# [EXERCISE PASSAGE]
= Beginning of Section =

Associate Professor Marek Mráz’s team at Masaryk University and the University Hospital Brno has been granted a US patent for the use of GAB1 inhibitors in the treatment of haematological malignancies. This achievement builds on more than a decade of research into the GAB1 protein and its role in the biology of B-cell cancers.
MU CEITEC researcher Marek Mráz has achieved a major milestone in the study of chronic lymphocytic leukaemia. His team received the first US patent for the potential use of GAB1 inhibitors as a treatment for haematological malignancies (such as leukaemia and lymphomas). In 2018, Mráz and his team won the ERC Starting Grant, which is highly coveted in the scientific community. This allowed the research group to focus on intensive research into the development and treatment of chronic lymphocytic leukaemia – the most common type of leukaemia in adults. The disease is caused by the uncontrolled growth of B lymphocytes, immune system cells that normally defend the body against pathogens by producing antibodies.
The US patent application was filed in 2020, and the MU Technology Transfer Office team has been working on it ever since. “The patent confers a monopoly in the United States for the use of GAB 1 inhibitors in the treatment of haematological malignancies (leukaemia). The rights are owned by Masaryk University and the University Hospital Brno, which is a necessary condition for the development of new drugs and potential collaboration with pharmaceutical companies,” says Markéta Vlasáková, IP manager at the MU Technology Transfer Office, who guided Mráz’s team through the entire patent process.

= End of Section =

# [EXERCISES TO COMPLETE]
(a) Answer these from the GAB1 patent article:
(i) In what year did Mráz and his team win the ERC Starting Grant?
(ii) In what year was the US patent application filed?
(iii) Who owns the rights conferred by the patent?
(b) Repeat the GAB1 patent article word for word from "The US patent" to "entire patent process.".
(c) Does the GAB1 patent article support each statement? Answer yes or no, quoting the words that decide it.
(i) Chronic lymphocytic leukaemia is the most common type of leukaemia in adults.
(ii) The patent rights are owned by pharmaceutical companies.
(iii) The research into the GAB1 protein has lasted less than five years.
The data that come next are separate material and unrelated to the GAB1 patent article.

# [DATA SEGMENT]
= Beginning of Section =

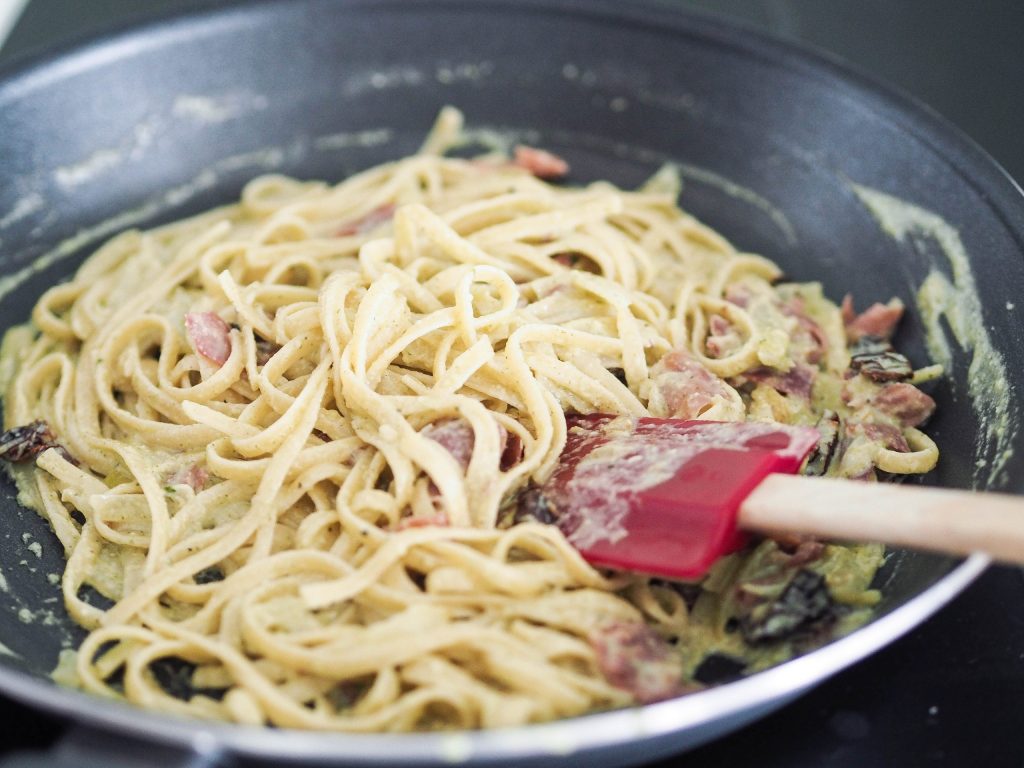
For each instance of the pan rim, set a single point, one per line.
(767, 689)
(604, 729)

= End of Section =

# [COMPLETED EXERCISE]
(a)
(i) 2018
(ii) 2020
(iii) Masaryk University and the University Hospital Brno

(b)
The US patent application was filed in 2020, and the MU Technology Transfer Office team has been working on it ever since. “The patent confers a monopoly in the United States for the use of GAB 1 inhibitors in the treatment of haematological malignancies (leukaemia). The rights are owned by Masaryk University and the University Hospital Brno, which is a necessary condition for the development of new drugs and potential collaboration with pharmaceutical companies,” says Markéta Vlasáková, IP manager at the MU Technology Transfer Office, who guided Mráz’s team through the entire patent process.

(c)
(i) Yes: "the most common type of leukaemia in adults"
(ii) No: "The rights are owned by Masaryk University and the University Hospital Brno"
(iii) No: "more than a decade of research into the GAB1 protein"